Exercise directions >> State, as a number alone, how many lines of the data contain the string "hands".

Saved entries:
-.-.-

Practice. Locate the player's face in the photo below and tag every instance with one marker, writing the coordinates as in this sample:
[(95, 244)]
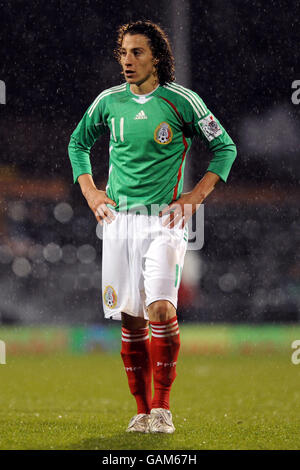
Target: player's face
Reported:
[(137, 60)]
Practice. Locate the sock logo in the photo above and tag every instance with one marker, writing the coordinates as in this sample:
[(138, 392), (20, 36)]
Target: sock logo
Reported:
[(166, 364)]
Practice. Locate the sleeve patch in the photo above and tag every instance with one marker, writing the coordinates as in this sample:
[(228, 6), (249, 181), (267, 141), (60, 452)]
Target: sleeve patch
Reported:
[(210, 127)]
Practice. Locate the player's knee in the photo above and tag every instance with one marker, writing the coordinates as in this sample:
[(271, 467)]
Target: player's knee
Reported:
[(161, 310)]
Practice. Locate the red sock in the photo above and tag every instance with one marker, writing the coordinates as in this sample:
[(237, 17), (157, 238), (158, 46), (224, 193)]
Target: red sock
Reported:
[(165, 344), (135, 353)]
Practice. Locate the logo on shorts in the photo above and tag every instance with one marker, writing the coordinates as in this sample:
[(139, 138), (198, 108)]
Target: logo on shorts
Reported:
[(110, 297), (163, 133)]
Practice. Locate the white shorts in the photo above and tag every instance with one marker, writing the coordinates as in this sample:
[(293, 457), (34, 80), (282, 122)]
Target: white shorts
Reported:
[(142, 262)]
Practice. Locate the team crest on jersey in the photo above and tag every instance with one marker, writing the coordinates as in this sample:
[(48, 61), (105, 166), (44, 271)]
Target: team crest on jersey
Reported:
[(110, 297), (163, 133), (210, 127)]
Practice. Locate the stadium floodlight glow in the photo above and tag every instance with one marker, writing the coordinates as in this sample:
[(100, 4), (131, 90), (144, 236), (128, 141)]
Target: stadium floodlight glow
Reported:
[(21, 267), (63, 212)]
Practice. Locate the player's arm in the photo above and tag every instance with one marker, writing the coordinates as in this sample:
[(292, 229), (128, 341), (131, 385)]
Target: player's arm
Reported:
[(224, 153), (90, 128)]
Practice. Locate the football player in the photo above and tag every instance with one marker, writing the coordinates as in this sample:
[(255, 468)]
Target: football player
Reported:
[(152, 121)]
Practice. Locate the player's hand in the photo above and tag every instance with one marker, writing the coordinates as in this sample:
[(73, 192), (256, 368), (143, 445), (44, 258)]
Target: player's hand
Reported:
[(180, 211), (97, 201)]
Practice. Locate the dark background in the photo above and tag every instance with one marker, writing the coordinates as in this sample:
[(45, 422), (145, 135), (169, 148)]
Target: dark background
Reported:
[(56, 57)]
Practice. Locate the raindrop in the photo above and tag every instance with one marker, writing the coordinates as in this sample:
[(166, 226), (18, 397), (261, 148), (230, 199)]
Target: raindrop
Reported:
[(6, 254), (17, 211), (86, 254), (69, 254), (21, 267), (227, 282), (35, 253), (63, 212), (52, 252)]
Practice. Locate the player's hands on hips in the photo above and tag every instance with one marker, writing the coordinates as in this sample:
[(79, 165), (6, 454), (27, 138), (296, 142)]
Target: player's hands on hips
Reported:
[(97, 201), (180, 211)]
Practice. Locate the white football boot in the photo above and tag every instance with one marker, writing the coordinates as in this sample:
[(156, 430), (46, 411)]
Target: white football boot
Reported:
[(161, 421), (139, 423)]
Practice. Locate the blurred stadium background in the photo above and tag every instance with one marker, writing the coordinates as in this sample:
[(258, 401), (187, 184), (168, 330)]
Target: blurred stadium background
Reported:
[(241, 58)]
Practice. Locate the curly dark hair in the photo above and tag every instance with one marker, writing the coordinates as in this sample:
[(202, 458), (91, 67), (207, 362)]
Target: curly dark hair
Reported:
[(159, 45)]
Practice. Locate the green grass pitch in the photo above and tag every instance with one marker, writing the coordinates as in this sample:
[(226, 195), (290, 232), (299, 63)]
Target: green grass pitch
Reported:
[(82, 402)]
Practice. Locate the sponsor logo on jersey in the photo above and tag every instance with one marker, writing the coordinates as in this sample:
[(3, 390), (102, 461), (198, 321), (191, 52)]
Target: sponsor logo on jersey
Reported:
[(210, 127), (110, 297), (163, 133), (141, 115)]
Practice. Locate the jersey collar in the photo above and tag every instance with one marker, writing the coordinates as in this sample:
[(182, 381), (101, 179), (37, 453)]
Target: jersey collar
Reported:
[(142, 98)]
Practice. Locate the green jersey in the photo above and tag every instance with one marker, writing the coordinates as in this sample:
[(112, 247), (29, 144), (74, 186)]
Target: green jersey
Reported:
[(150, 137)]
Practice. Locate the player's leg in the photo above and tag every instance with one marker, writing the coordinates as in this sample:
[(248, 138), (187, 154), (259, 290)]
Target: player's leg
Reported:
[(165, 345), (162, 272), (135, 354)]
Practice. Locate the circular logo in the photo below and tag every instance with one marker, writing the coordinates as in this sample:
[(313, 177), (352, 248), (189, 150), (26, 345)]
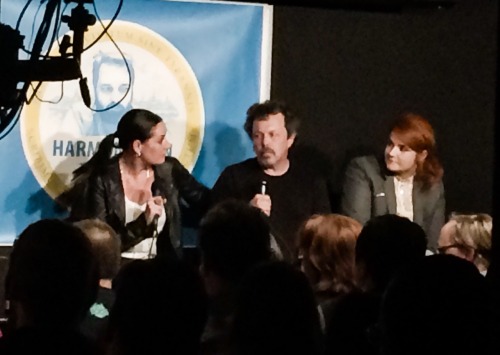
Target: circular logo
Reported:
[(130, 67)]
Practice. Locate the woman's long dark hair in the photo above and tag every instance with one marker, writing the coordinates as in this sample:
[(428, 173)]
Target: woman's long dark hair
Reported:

-.-.-

Output of the task >> 2